# SHORT EXERCISE 1
Translate this sentence from the forum thread into Spanish: "There are good developer tools for debugging in the Chrome web browser, including a Javascript Console."

# SOURCE EXCERPT

** begin **

Although I did set var int outside a function, it still doesn't work 

In case you want a live version of this timer, please go here


----------



## cubernya (Dec 7, 2011)

Can anybody help me with this?


----------



## PatrickJameson (Dec 7, 2011)

My quick one: http://dl.dropbox.com/u/922232/test2.html
Your "fixed" one: http://dl.dropbox.com/u/922232/z.html


----------



## cubernya (Dec 7, 2011)

Thanks Pat, worked wonderfully. I also finally changed it to make it reset to 0 after each time (derp) and add in the Time: x part. This made it look a little better. I tried to get it to start by clicking on the text first (setting focus) like yours, but then whenever I hit the start button (aka any key) it would reset to 0 and double up, not putting a time down. That's the next thing I want to conquer


----------



## cubernya (Feb 12, 2012)

Bump

Working on a different version of timer, and I have some problems (as expected), but I can't figure out how to solve them.

Why the avgX(x) function isn't working on my timer? I've been trying to change approaches, but I've gotten no where

How can I make it so that when I'm sorting the array, it will treat a DNF as the highest time (number)?

Note: I want to keep it so it's just JavaScript, so please try and keep it that way if you can.


----------



## maderito (Feb 12, 2012)

theZcuber said:


> Bump
> 
> Why the avgX(x) function isn't working on my timer? I've been trying to change approaches, but I've gotten no where



I see at least 2 instances where "avgX()" is written "avgx()".


----------



## cubernya (Feb 12, 2012)

maderito said:


> I see at least 2 instances where "avgX()" is written "avgx()".


 
I just used the find function in notepad, and it came up in one place (the penalty function). It still wouldn't make sense why it isn't working otherwise, since I wasn't even testing it with the penalties. I've fixed it though, and it still doesn't work


----------



## maderito (Feb 12, 2012)

You have "avg5()" in your code. Do you mean "avgX(5)"?

edit: Also, "total" is not defined in your avgX function.


----------



## cubernya (Feb 12, 2012)

maderito said:


> You have "avg5()" in your code. Do you mean "avgX(5)"?
> 
> edit: Also, "total" is not defined in your avgX function.


 
It was originally meant to be just an avg5 function, but then I realized I could easily alter it so it would be avg of anything. I guess I forgot to change a couple things.

I've just defined total, but it still doesn't work


----------



## maderito (Feb 12, 2012)

There are good developer tools for debugging in the Chrome web browser, including a Javascript Console. I'm not a Javascript programmer, but your code looks straightforward. You need a debugger if you're not using one.

** end **

# RECORDS PROVIDED

** begin **

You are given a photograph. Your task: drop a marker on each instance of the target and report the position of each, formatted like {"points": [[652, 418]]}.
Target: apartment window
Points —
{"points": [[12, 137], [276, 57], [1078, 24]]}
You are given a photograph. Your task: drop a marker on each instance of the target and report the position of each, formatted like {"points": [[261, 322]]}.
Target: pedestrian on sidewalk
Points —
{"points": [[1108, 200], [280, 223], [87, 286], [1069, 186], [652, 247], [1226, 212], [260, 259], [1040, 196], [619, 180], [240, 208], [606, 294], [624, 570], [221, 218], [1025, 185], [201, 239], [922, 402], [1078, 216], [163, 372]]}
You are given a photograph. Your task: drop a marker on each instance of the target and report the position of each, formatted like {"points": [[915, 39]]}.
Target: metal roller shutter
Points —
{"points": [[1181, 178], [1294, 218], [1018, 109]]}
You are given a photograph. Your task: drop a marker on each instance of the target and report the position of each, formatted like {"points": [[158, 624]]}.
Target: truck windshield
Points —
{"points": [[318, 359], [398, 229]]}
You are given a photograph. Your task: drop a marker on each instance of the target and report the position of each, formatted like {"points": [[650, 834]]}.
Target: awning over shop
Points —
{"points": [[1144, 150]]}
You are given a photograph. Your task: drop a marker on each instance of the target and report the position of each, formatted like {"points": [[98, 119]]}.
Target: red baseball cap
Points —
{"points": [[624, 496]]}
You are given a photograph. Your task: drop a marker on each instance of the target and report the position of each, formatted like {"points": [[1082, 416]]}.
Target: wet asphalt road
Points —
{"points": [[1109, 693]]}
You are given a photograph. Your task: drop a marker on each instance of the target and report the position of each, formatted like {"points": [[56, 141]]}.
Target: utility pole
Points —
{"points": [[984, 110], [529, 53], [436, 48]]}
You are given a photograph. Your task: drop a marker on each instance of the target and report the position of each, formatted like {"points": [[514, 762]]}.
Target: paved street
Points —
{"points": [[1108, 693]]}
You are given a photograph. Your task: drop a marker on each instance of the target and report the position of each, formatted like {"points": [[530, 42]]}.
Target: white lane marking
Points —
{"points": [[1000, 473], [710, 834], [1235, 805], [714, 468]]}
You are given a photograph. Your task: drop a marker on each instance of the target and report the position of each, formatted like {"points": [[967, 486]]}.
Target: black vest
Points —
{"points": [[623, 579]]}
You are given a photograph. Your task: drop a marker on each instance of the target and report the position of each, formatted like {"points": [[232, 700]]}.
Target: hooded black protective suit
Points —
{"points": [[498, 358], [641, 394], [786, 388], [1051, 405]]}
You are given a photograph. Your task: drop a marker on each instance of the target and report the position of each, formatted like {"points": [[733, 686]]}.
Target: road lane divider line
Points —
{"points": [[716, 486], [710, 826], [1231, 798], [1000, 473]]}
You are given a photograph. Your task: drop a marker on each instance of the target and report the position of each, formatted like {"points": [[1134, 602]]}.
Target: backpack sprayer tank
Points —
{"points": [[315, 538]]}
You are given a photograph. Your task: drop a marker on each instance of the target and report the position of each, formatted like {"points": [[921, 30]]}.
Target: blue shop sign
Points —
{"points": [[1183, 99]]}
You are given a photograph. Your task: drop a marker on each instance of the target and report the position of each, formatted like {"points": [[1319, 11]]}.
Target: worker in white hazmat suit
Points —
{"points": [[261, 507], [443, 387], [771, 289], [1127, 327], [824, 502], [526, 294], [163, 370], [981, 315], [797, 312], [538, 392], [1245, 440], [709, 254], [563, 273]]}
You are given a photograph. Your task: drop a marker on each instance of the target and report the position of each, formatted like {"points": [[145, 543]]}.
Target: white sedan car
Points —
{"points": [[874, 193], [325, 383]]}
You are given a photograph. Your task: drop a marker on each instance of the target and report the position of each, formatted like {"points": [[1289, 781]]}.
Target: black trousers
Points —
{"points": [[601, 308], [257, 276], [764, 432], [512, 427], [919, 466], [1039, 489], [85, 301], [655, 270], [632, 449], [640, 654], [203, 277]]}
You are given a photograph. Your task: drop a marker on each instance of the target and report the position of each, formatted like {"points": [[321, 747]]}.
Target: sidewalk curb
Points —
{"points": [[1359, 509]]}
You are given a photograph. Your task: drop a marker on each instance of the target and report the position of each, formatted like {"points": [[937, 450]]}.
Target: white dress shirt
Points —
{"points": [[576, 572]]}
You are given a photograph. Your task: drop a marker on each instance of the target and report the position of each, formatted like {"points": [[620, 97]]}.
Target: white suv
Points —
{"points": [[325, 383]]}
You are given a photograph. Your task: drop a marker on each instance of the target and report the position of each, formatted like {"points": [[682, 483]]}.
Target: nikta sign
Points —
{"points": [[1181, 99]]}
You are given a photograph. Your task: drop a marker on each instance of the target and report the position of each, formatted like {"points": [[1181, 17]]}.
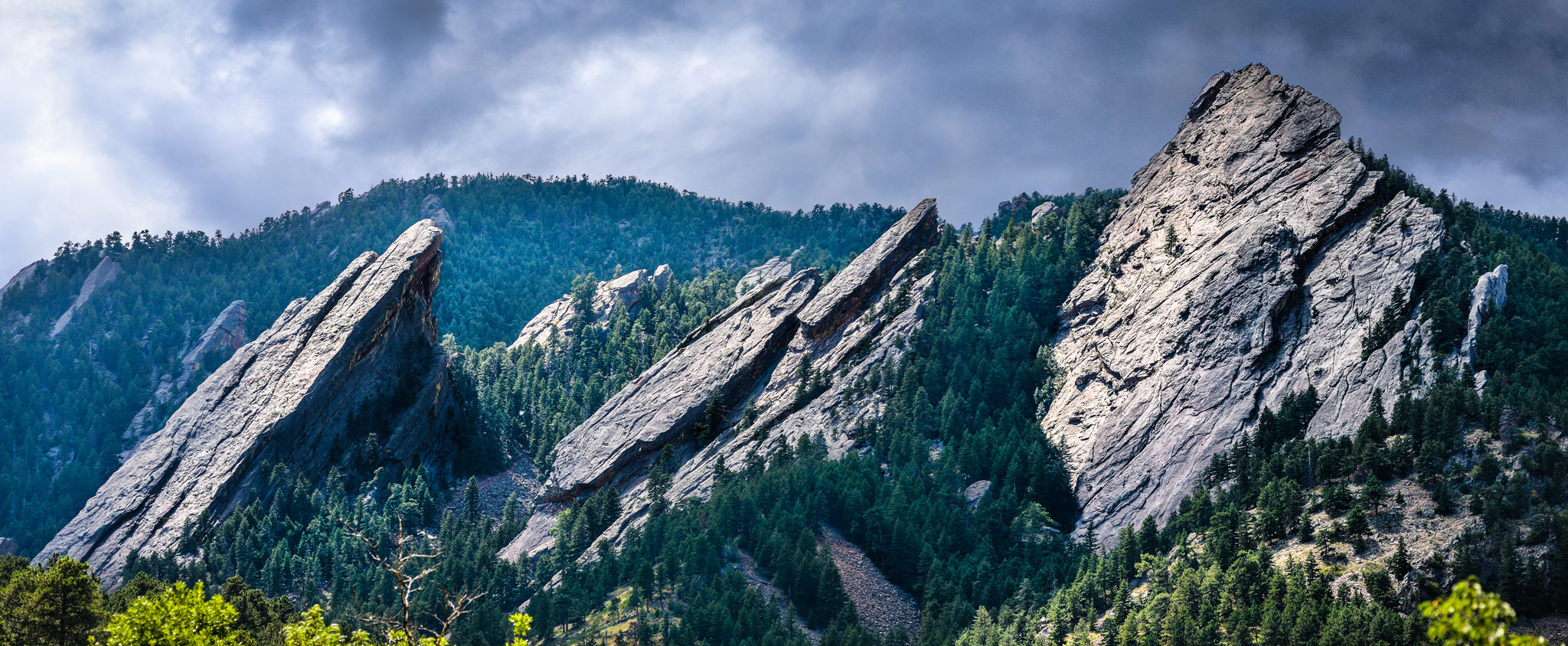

** end **

# SHORT EXERCISE 2
Copy every line of the records shown above that contains the string "sidewalk". Case counts when you match it.

# RESPONSE 1
Hay buenas herramientas para desarrolladores para depurar en el navegador web Chrome, incluida una consola de Javascript.

# RESPONSE 2
Target: pedestrian on sidewalk
Target: sidewalk curb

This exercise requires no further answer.